| Exercise details |
Write out the entire listing below exactly, with the pictures left out.

| Items |

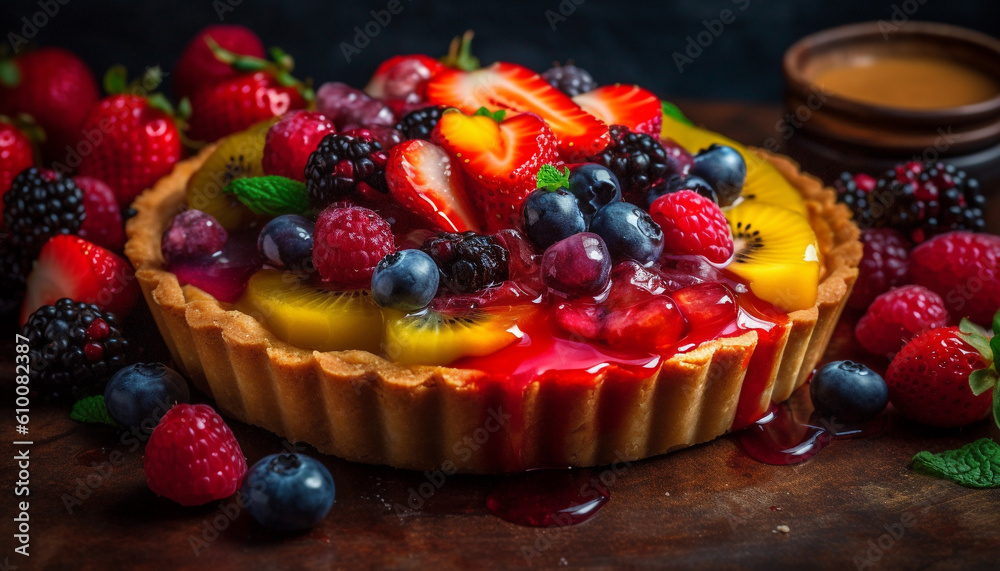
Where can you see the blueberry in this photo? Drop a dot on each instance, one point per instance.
(629, 232)
(724, 169)
(139, 395)
(551, 215)
(288, 492)
(406, 280)
(678, 182)
(848, 391)
(286, 242)
(595, 186)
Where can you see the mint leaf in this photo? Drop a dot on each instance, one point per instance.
(271, 195)
(92, 410)
(672, 111)
(550, 178)
(975, 465)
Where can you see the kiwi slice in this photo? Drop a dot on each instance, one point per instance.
(777, 254)
(237, 156)
(304, 312)
(436, 338)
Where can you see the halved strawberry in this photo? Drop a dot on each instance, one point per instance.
(510, 86)
(628, 105)
(72, 267)
(424, 179)
(500, 156)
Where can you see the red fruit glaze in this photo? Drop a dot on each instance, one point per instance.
(192, 457)
(198, 67)
(929, 380)
(291, 140)
(897, 316)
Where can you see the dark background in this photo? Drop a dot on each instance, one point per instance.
(617, 41)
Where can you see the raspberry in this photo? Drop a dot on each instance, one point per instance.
(693, 225)
(964, 269)
(348, 243)
(883, 266)
(897, 315)
(291, 140)
(192, 457)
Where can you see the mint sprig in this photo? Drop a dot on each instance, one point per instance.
(975, 465)
(551, 179)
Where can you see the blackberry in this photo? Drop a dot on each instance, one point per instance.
(919, 199)
(418, 124)
(41, 204)
(569, 79)
(343, 163)
(468, 261)
(637, 159)
(74, 348)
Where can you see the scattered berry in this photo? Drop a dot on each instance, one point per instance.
(883, 266)
(848, 391)
(288, 492)
(192, 457)
(577, 265)
(629, 232)
(468, 261)
(406, 280)
(39, 205)
(286, 242)
(192, 234)
(569, 79)
(348, 243)
(139, 395)
(964, 269)
(693, 225)
(929, 380)
(340, 165)
(71, 354)
(291, 140)
(724, 169)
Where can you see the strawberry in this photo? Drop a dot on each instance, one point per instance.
(70, 266)
(136, 140)
(500, 157)
(103, 224)
(198, 67)
(628, 105)
(56, 88)
(423, 178)
(264, 90)
(16, 154)
(929, 379)
(509, 86)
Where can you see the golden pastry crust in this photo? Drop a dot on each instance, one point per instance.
(364, 408)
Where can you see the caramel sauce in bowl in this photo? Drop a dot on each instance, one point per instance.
(866, 96)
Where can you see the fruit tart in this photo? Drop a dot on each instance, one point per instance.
(477, 270)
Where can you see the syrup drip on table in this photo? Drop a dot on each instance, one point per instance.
(549, 498)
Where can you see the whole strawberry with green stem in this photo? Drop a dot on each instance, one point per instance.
(262, 90)
(134, 137)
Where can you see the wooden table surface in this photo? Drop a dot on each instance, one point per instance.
(854, 505)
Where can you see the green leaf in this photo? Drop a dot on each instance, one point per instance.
(975, 465)
(271, 195)
(672, 111)
(92, 410)
(550, 178)
(982, 380)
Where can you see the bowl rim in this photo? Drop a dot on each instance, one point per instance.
(803, 49)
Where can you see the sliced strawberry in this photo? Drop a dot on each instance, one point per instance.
(628, 105)
(513, 87)
(500, 156)
(424, 179)
(103, 224)
(72, 267)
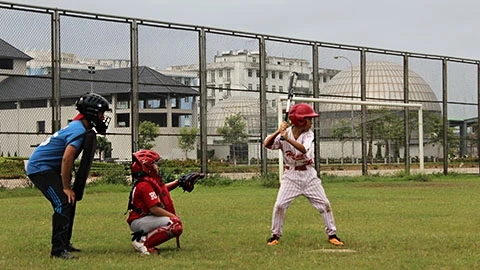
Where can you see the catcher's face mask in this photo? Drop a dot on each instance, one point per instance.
(145, 163)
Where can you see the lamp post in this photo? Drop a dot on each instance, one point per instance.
(18, 127)
(351, 112)
(91, 71)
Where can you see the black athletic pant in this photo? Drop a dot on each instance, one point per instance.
(50, 183)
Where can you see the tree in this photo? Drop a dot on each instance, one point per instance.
(233, 132)
(187, 139)
(148, 131)
(103, 145)
(340, 132)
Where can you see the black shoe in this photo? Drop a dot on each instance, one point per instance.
(71, 248)
(274, 240)
(66, 255)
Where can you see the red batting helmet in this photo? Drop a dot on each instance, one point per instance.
(299, 112)
(143, 161)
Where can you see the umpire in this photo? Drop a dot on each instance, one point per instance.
(51, 164)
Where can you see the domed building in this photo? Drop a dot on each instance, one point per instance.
(384, 83)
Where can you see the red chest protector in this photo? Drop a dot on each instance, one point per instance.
(160, 189)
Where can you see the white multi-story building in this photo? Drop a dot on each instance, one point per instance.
(238, 73)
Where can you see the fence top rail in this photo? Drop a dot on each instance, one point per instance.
(34, 8)
(354, 102)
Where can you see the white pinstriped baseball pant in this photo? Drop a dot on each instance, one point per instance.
(297, 183)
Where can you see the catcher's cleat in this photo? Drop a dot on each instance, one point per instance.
(65, 255)
(140, 247)
(334, 240)
(274, 240)
(71, 248)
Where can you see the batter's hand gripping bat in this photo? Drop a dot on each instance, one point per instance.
(291, 86)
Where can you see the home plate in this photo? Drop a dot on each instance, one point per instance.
(339, 250)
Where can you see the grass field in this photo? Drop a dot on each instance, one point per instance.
(386, 224)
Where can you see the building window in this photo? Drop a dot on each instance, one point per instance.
(40, 126)
(212, 76)
(123, 120)
(122, 104)
(173, 102)
(6, 63)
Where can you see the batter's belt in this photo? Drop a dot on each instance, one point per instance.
(297, 168)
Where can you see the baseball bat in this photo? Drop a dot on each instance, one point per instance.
(291, 86)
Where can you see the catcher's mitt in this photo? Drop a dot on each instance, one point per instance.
(188, 181)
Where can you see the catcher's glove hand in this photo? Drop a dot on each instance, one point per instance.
(187, 182)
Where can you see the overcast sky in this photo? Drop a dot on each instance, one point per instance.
(440, 27)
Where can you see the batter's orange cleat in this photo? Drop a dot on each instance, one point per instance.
(274, 240)
(334, 240)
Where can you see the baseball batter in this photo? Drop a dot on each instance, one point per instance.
(299, 178)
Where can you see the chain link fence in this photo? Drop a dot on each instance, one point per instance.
(181, 77)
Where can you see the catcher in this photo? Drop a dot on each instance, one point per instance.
(152, 217)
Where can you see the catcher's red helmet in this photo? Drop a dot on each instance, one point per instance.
(299, 112)
(143, 161)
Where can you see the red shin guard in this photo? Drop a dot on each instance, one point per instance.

| Response for this exercise |
Where can you see the blueberry in this photo? Drop a dot on each instance, one point per instance.
(629, 232)
(724, 169)
(139, 395)
(551, 215)
(288, 492)
(406, 280)
(678, 182)
(848, 391)
(286, 242)
(595, 186)
Where can you see the mint leaf in this photo? Drop a dot on each instance, one point per instance.
(271, 195)
(92, 410)
(672, 111)
(550, 178)
(975, 465)
Where can you see the kiwi slice in this photo? Drop a dot on each instance, one point per instance.
(777, 254)
(237, 156)
(304, 312)
(436, 338)
Where can you see the halved strawberry in this photo? Drop a dot on each instance, one point per instance.
(510, 86)
(628, 105)
(72, 267)
(424, 179)
(500, 156)
Where can you see the red fruit glaze in this photo? Drop a dot on each instance, one point per instance.
(192, 457)
(198, 67)
(929, 380)
(291, 140)
(897, 316)
Where can you see the dark background in this photo? Drop a dot on each instance, one point per instance.
(617, 41)
Where can you see the raspberry in this photo? Drop a dot on each instance, one point per instance.
(693, 225)
(964, 269)
(348, 243)
(883, 266)
(897, 315)
(291, 140)
(192, 457)
Where can you see the mint sprig in this photo? Drop a dot on each instance, one point per instance.
(975, 465)
(551, 179)
Where can you see the blackberry in this photo? Drop a dot on each instance, one point per instance.
(919, 199)
(418, 124)
(41, 204)
(569, 79)
(343, 163)
(468, 261)
(637, 159)
(74, 348)
Where can you see the scattered berry in this photo? Drop a dot on each instance, one point per instance.
(883, 266)
(848, 391)
(288, 492)
(192, 457)
(577, 265)
(629, 232)
(468, 261)
(406, 280)
(39, 205)
(286, 242)
(192, 234)
(569, 79)
(348, 243)
(139, 395)
(964, 269)
(693, 225)
(929, 380)
(340, 165)
(71, 354)
(291, 140)
(724, 169)
Where can you see the strawberry in this photo? Drop a dot on each instance, one point per instance.
(70, 266)
(136, 140)
(500, 157)
(103, 224)
(198, 67)
(628, 105)
(56, 88)
(423, 178)
(264, 90)
(16, 154)
(929, 379)
(509, 86)
Where can you see the golden pastry crust in this photo? Drop a dot on each instance, one point per instance.
(364, 408)
Where can you see the caramel sauce in bowl in this photo? Drop a dot on each instance, one point per instance.
(866, 96)
Where can you see the fruit tart in this photo? Drop a dot on each instance, one point per instance.
(477, 270)
Where can you see the syrup drip on table in this photo? Drop a dot on each instance, one point per instance.
(549, 498)
Where can you see the whole strawberry with green stem in this photo? Drop a dot on each instance, one point per instance.
(262, 90)
(134, 137)
Where can you see the wooden table surface in this photo? Drop a dot on each instance, one point per instance.
(854, 505)
Where can you see the green leaf in this photo? Drop a dot on each instance, one point per instance.
(975, 465)
(271, 195)
(672, 111)
(92, 410)
(550, 178)
(982, 380)
Where can you see the bowl rim in this photo? Drop a dot on each instance, one point per instance.
(803, 49)
Where can you see the sliced strawberry in this photo? Drop a dot on each instance, one point per instance.
(628, 105)
(513, 87)
(500, 156)
(424, 179)
(103, 224)
(72, 267)
Where can you see the catcher's face mask in this photo? Drop a dot on each instance, one point per instance.
(145, 163)
Where can you see the lamp post in this photo? Drop a dot on each instance, one point per instance.
(18, 127)
(351, 112)
(91, 71)
Where can you see the black athletic pant in this photo? Drop a dot on each instance, one point per instance.
(50, 183)
Where can you see the tree in this photo? Drop a dot on each instance, one point per instance.
(233, 132)
(187, 139)
(148, 131)
(103, 145)
(340, 132)
Where can you see the black shoe in this photo? Drop a dot on each instance, one point per instance.
(71, 248)
(274, 240)
(66, 255)
Where can you see the red batting helmet in this photo? Drop a dot on each instance, one point per instance.
(299, 112)
(143, 161)
Where can you see the umpire in this photo? Drop a dot on each instance, one point per instance.
(51, 164)
Where can you see the domed building in this photo? Drop a dot on each instance, one point per instance.
(384, 83)
Where can you see the red chest protector in this photo? Drop a dot on each instance, one point per instance.
(160, 189)
Where can you see the white multi-story building in this photo? Drop a dot on each instance, one point per instance.
(238, 73)
Where can you see the fence top rail in this photo? Drop a dot on each instance, one point per instance.
(34, 8)
(354, 102)
Where can you see the white pinstriped baseball pant in this photo? Drop a dot on each instance, one point per instance.
(297, 183)
Where can you see the catcher's cleat in this photo? Drop a dot on each instance, one point per instance.
(65, 255)
(140, 247)
(334, 240)
(274, 240)
(71, 248)
Where can you see the batter's hand gripping bat in this photo? Drop a dot on each instance, one point per instance.
(291, 86)
Where can you see the home plate in this photo? Drop a dot on each instance, one point per instance.
(339, 250)
Where can you see the grass field in this photo? Drop a dot on each instance, one point per instance.
(386, 224)
Where can you see the building window in this photo? Drop a dot on each instance, one point per instance.
(40, 126)
(212, 76)
(123, 120)
(122, 104)
(173, 102)
(6, 63)
Where can you see the batter's belt in this photo? Drop a dot on each instance, one point per instance.
(297, 168)
Where can you see the baseball bat in this photo? Drop a dot on each instance, one point per instance.
(291, 86)
Where can you see the catcher's mitt in this photo? Drop a dot on each instance, one point per instance.
(188, 181)
Where can you see the catcher's glove hand in this photo? Drop a dot on each instance, one point per instance.
(187, 182)
Where can you see the overcast sky in this photo? Drop a dot on each instance, one point per instance.
(440, 27)
Where can you see the batter's orange cleat in this photo? Drop a dot on each instance, one point per instance.
(274, 240)
(334, 240)
Where can you see the baseball batter in this photo? Drop a dot on each instance, one point per instance.
(299, 178)
Where can you see the chain link fence in this photo? Drop a dot on each instance, one point per instance.
(181, 77)
Where can you see the catcher in this photo? Drop a dot on each instance, one point per instance.
(152, 217)
Where can you see the catcher's red helmet in this photo? Drop a dot on each instance, one point per instance.
(299, 112)
(143, 161)
Where can you see the red shin guard in this photo? Drop a dot on each instance, one point per instance.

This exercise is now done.